- _Referring expression data_
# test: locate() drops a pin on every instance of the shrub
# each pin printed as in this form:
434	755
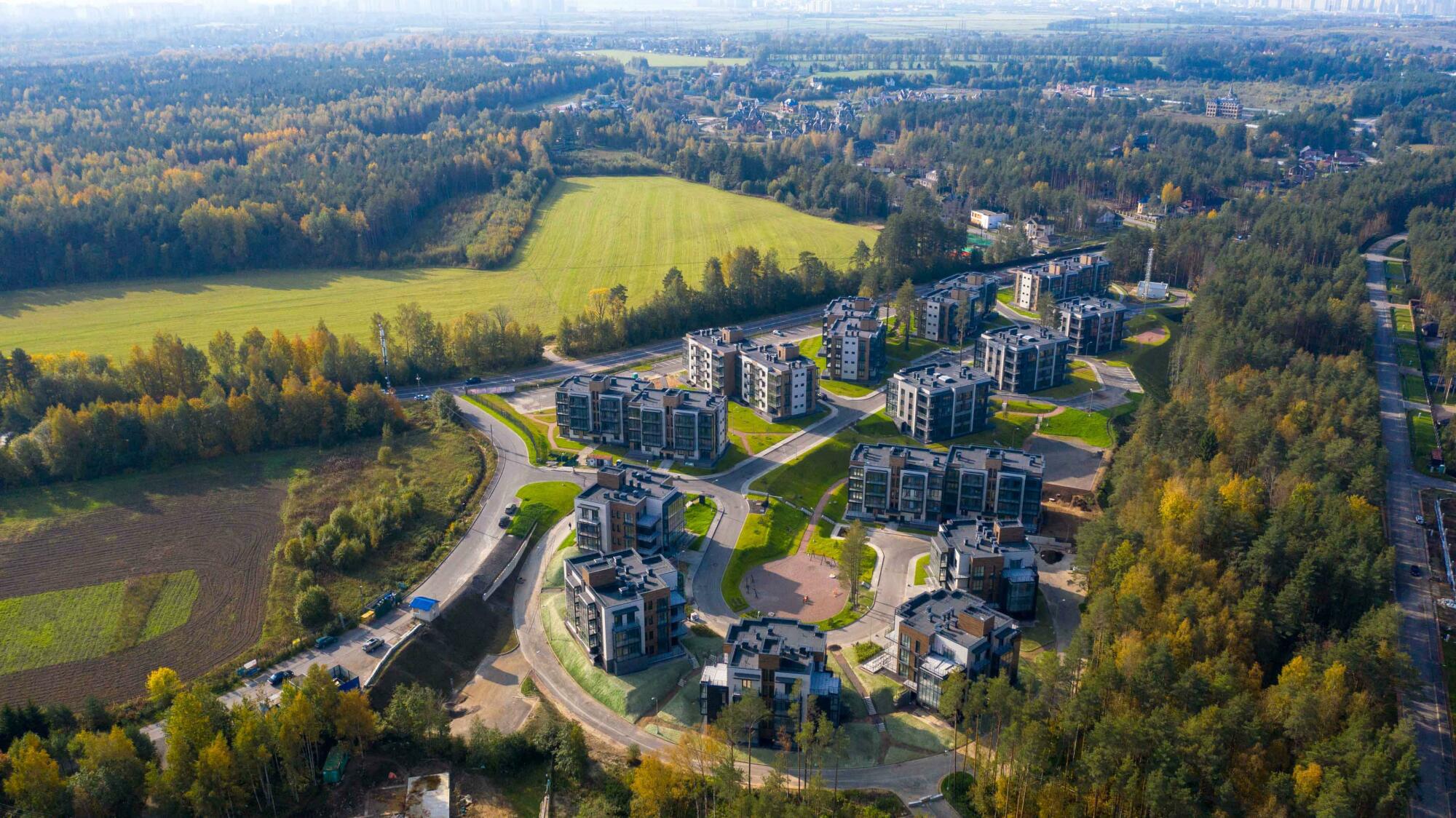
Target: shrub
866	651
314	608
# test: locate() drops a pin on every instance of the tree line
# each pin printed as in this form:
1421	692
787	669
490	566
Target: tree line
78	417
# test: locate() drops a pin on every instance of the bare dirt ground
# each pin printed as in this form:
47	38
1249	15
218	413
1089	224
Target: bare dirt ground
802	586
223	532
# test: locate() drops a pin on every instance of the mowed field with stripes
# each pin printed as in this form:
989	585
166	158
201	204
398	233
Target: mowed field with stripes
589	232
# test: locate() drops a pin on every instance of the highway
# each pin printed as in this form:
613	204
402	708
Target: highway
1425	701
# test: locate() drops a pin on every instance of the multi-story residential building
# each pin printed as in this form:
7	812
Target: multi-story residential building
784	662
625	609
855	350
630	509
899	484
938	315
777	382
1093	325
774	381
941	632
933	404
1024	357
679	424
989	558
713	360
1224	107
1088	274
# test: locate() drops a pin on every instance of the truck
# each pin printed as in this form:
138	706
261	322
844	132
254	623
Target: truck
344	679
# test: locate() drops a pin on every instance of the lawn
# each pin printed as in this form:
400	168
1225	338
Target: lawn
631	695
1409	356
656	60
1413	388
589	232
544	504
94	621
1088	427
765	538
1404	327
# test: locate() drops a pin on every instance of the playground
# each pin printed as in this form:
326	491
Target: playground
803	586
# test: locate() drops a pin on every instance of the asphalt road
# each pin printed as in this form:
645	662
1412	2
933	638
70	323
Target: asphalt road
1425	702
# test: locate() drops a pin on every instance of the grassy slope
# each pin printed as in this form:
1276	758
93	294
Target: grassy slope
94	621
589	232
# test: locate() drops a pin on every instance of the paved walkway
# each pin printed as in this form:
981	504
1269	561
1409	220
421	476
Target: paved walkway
1425	702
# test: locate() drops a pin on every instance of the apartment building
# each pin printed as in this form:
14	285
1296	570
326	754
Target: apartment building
1088	274
625	609
933	404
1224	107
852	340
679	424
919	487
941	632
1024	357
938	315
774	381
780	659
630	509
989	558
1096	327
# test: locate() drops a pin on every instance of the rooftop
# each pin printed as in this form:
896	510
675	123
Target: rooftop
979	458
933	378
622	577
1021	335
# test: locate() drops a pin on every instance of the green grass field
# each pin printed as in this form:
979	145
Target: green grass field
84	624
1413	388
656	60
542	506
1404	327
765	538
589	232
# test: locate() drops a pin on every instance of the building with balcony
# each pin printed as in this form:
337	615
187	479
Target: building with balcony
919	487
679	424
938	315
625	609
933	404
941	632
630	509
1088	274
1024	357
774	381
784	662
1096	327
852	341
989	558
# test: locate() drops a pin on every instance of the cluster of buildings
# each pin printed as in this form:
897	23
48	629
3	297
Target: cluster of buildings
657	423
774	381
852	340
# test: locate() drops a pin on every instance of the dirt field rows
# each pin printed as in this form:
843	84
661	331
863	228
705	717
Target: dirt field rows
223	532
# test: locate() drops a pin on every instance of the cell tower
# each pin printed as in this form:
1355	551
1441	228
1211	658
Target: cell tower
384	354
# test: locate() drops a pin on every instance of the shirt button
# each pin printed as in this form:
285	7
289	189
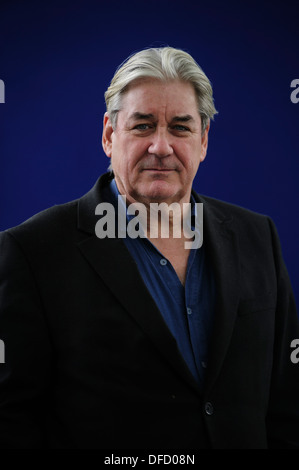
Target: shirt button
209	409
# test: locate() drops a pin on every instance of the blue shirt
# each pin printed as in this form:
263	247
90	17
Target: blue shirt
188	311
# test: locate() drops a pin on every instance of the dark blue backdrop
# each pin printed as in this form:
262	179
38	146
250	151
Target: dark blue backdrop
57	58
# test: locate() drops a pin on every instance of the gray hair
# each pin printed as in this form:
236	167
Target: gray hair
165	64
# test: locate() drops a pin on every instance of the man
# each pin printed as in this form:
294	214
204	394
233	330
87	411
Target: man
124	342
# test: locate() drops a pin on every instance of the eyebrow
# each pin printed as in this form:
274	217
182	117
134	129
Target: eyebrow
140	116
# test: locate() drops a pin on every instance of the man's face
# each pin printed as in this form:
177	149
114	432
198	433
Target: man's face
157	145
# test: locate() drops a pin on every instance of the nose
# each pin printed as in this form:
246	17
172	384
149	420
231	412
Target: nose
160	145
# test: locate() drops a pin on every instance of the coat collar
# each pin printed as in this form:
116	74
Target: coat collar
114	264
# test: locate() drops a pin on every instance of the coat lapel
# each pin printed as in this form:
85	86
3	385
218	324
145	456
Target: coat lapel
113	263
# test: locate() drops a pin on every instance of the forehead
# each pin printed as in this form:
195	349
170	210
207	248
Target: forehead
152	96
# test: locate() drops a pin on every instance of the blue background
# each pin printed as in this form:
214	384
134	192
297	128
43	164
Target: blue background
57	59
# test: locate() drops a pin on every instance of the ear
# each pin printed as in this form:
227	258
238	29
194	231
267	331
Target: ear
107	135
204	143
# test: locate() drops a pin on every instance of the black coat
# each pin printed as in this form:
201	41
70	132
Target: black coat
90	363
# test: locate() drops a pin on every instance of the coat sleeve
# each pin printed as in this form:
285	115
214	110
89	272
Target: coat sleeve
26	371
283	410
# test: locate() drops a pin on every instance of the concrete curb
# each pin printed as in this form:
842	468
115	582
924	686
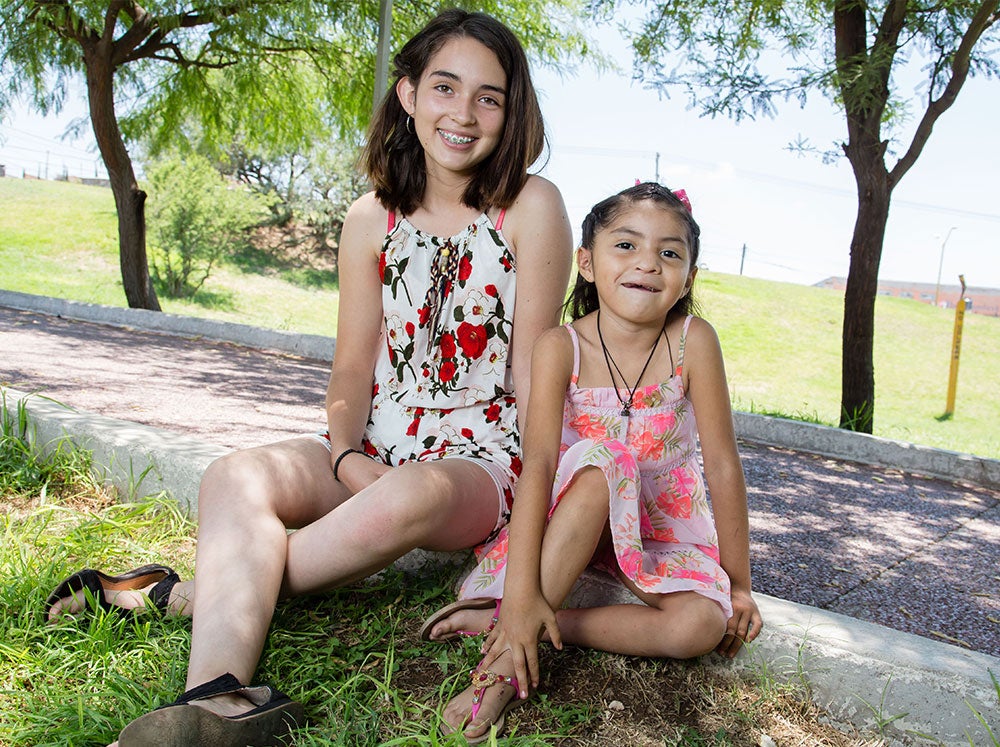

- _Problem requirements_
Can the entries above be repeated exactly, without their pictures?

- _Response box_
# test: locate() drops a pin on every instance of the shrub
# each pin printed as in this form:
434	755
Target: shrub
866	651
314	608
# test: locate() drops a pin on every instance of the tree line
# each pin printed as in this form:
1421	692
787	669
490	566
Target: tree line
78	417
# test: locate() drops a pin on every instance of the bare dirt ground
# each pin printed as in this form:
47	38
1249	15
218	413
1089	224
Target: bare dirt ground
802	586
223	532
# test: locate() drops a pin on every instance of the mowed field with stripes
# each pin printed as in this form:
989	585
166	158
201	204
398	233
Target: mowed field with stripes
589	232
# test: locate() drops a pin on every instance of the highway
# each pin printed as in this form:
613	204
402	708
Target: highway
1425	701
# test: locate() drops a pin on every instance of the multi-story residential building
# each pin printed as in this form:
7	812
Target: multi-story residential building
784	662
625	609
855	350
630	509
899	484
938	315
777	382
1093	325
774	381
941	632
933	404
1024	357
679	424
989	558
713	360
1224	107
1088	274
# test: locate() drops a pin on every instance of the truck
# each pin printed as in this form:
138	706
261	322
844	132
254	623
Target: truck
344	679
# test: locate() drops a pin on every instance of the lawn
# each pin printed as in this form:
400	168
1225	338
Target: lawn
631	695
1409	356
656	60
1413	388
589	232
544	504
94	621
1088	427
765	538
1404	327
# test: locate() drops a pin on every instance of the playground
# each pin printed as in this form:
326	491
Target: playground
803	586
# test: locate() drops a pin on every instance of the asphalt road
# each pin printed as in this form:
645	662
1412	2
933	638
70	323
Target: asphalt road
1425	702
# test: locate() drops a pin on every instance of the grassy slope
# each pin printed as in this form:
1276	758
93	294
Target: grassy slope
94	621
589	232
# test: locate() drops a pin on every instance of the paved walkway
# each pin printed as in this form:
981	504
1269	561
1409	220
421	476
Target: paved walkway
1425	702
# test: locate() drops a pin on every instance of the apartment building
# each pin printed as in this form:
14	285
1296	570
326	754
Target: apartment building
1088	274
625	609
933	404
1224	107
852	340
679	424
919	487
941	632
1024	357
938	315
774	381
780	659
630	509
989	558
1096	327
# test: locate() drops a pin on every instance of the rooftop
# each pin printed as in this form:
896	510
675	123
Target: rooftop
979	458
933	378
622	577
1021	335
# test: locate() drops a pin on every instance of the green grass field
# each pin printed as in this form:
979	145
Target: green grass field
84	624
1413	388
656	60
542	506
1404	327
765	538
589	232
# test: locate() drops a pin on every instance of the building with balcony
# each pin printed as in this form:
337	615
187	479
Target: building with balcony
919	487
679	424
938	315
625	609
933	404
941	632
630	509
1088	274
1024	357
774	381
784	662
1096	327
852	341
989	558
# test: locate() drops a pin on every instance of the cluster of buildings
# each pin printed as in this form:
897	23
48	629
3	297
Target: cluster of buildings
657	423
774	381
852	340
# test: locate() drops a pin on every instance of the dirt field rows
# each pin printed as in this form:
843	84
661	331
863	228
705	717
Target: dirt field rows
223	532
# test: locate() drops a pin on every instance of the cell tower
# each pin printed as in this form:
1355	551
1441	228
1211	658
Target: cell tower
384	354
# test: locate() drops a pin on every instance of the shirt button
# each pin printed as in this form:
285	7
289	189
Target: shirt button
209	409
# test: locate() drops a pin on every instance of the blue shirt
# each pin printed as in this form:
263	247
90	17
Target: blue shirt
188	311
# test: locate() drops a pin on every instance of the dark blue backdrop
# each pin printed as in this form:
262	179
38	146
250	151
Target: dark blue backdrop
57	58
# test: locate() drops a pin on every instance of the gray hair
# each pin printed as in this form:
236	167
Target: gray hair
165	64
# test: locate() drops a pin on every instance of the man
# each pin printed as in this form:
294	214
204	394
233	330
87	411
Target: man
124	342
# test: locate() drops a pin on every instance of the eyebrow
# each pin printed as in this form:
274	217
182	117
134	129
Target: eyebrow
140	116
# test: locate() drops a pin on every instance of the man's face
# each pin printed as in this form:
177	149
114	432
198	433
Target: man's face
157	145
# test: locate() drops a pin on every instance of the nose
# each pin printed as in this form:
246	17
172	384
149	420
231	412
Target: nose
160	145
# test: locate() drops a pin on every instance of the coat collar
# each pin printed as in this form:
116	74
Target: coat collar
114	264
# test: locate() drops a pin on every instance of the coat lapel
# each pin printed as in this form:
85	86
3	385
218	324
145	456
Target: coat lapel
113	263
# test: locate() drops a pin on every instance of the forehead
# each pin printed as in this form:
195	349
170	210
207	248
Target: forehead
152	96
# test: locate() drops a pin on every instance of the blue background
# each pin printed as in this form:
214	384
134	192
297	128
43	164
Target: blue background
57	59
# test: locate() drops a pin on every instance of the ear
# each pin printed as in this form:
227	258
238	29
194	231
267	331
Target: ear
107	135
204	143
# test: locate() drops a pin on every instance of the black coat
# each pin printed as in this form:
201	41
70	132
Target: black coat
90	363
# test: locate() drops a pin on every instance of the coat sleeve
# each pin printed as in this form:
285	115
214	110
89	272
Target: coat sleeve
26	371
283	410
# test: locate() drops a pin on every instance of the concrete curb
# each pin printed as in this form:
842	468
115	582
924	686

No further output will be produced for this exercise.